Dataset rows
***
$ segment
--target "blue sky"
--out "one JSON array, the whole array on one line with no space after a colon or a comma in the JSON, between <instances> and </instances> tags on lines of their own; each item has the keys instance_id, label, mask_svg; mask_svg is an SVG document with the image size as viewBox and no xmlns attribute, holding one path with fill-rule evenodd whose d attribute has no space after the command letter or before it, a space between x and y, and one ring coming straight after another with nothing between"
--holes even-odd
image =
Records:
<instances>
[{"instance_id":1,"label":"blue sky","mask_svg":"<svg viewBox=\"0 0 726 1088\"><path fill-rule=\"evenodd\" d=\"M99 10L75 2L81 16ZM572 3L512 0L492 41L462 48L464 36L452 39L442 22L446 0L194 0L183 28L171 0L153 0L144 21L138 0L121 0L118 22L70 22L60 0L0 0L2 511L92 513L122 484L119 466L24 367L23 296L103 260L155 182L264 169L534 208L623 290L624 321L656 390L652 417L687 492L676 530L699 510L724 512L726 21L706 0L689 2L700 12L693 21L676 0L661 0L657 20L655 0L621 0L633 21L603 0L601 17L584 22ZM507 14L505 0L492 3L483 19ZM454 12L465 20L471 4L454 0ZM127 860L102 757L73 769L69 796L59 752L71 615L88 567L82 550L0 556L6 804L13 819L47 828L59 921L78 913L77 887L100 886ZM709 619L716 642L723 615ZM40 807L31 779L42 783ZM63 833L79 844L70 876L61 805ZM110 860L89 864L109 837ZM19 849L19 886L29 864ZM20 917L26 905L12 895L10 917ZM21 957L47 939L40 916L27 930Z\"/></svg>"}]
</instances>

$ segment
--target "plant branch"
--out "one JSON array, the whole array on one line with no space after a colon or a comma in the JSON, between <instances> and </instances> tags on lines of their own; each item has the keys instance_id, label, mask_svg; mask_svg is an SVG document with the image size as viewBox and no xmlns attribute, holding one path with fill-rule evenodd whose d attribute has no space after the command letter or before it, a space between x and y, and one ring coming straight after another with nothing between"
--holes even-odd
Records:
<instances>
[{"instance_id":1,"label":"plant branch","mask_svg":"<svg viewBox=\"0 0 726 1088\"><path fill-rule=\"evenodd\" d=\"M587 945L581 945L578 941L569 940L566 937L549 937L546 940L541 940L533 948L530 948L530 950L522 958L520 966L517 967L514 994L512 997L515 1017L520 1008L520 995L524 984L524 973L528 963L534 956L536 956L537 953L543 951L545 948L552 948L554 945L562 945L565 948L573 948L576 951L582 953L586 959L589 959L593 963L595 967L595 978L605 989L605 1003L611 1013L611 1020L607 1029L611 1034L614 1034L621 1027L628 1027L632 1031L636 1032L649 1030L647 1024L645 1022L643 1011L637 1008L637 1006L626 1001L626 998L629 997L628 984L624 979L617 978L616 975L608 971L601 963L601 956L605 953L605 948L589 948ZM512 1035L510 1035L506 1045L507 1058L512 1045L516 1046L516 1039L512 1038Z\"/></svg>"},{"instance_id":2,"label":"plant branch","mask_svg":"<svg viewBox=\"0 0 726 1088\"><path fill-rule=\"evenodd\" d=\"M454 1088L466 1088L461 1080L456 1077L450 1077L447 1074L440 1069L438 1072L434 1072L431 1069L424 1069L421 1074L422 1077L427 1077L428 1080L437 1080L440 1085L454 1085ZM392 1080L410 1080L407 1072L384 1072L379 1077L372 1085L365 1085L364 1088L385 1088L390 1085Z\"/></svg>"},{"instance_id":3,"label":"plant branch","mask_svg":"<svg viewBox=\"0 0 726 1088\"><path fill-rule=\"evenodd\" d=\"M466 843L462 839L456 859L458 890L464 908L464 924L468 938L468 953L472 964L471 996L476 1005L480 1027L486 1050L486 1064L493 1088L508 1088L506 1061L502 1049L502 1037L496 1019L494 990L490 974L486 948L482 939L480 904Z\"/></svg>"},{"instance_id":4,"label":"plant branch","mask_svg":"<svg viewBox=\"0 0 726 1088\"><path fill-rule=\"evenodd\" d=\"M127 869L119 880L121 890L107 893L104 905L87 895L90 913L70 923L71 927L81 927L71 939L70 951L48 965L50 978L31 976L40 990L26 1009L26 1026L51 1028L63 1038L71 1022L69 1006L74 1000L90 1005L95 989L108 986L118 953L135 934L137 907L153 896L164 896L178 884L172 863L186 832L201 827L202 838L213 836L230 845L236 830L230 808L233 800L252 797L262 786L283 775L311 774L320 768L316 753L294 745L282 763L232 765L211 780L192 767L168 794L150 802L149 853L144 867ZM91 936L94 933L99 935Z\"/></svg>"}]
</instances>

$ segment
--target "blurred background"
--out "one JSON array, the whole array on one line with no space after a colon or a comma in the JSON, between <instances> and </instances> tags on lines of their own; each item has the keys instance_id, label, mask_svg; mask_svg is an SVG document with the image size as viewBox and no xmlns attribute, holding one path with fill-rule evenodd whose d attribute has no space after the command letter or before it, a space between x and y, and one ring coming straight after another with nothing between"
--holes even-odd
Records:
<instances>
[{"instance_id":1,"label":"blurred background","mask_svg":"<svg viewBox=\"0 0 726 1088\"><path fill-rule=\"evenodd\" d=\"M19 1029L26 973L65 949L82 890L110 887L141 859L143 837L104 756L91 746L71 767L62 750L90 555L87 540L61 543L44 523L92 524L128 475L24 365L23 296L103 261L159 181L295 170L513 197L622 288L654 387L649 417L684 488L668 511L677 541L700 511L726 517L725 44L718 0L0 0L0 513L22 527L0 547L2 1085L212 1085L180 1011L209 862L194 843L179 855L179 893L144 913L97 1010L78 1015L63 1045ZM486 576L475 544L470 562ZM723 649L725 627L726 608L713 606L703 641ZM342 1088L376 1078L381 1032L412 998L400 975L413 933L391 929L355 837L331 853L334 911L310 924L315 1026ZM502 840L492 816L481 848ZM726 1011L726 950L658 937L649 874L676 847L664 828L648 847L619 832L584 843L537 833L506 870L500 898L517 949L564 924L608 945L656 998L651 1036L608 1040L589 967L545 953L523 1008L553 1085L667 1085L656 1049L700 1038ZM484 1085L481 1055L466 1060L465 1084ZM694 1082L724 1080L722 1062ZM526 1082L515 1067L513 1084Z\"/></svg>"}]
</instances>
***
### GIVEN TASK
How many lines in the items above contain the string "target"? Reply with the number alone.

### SOLUTION
3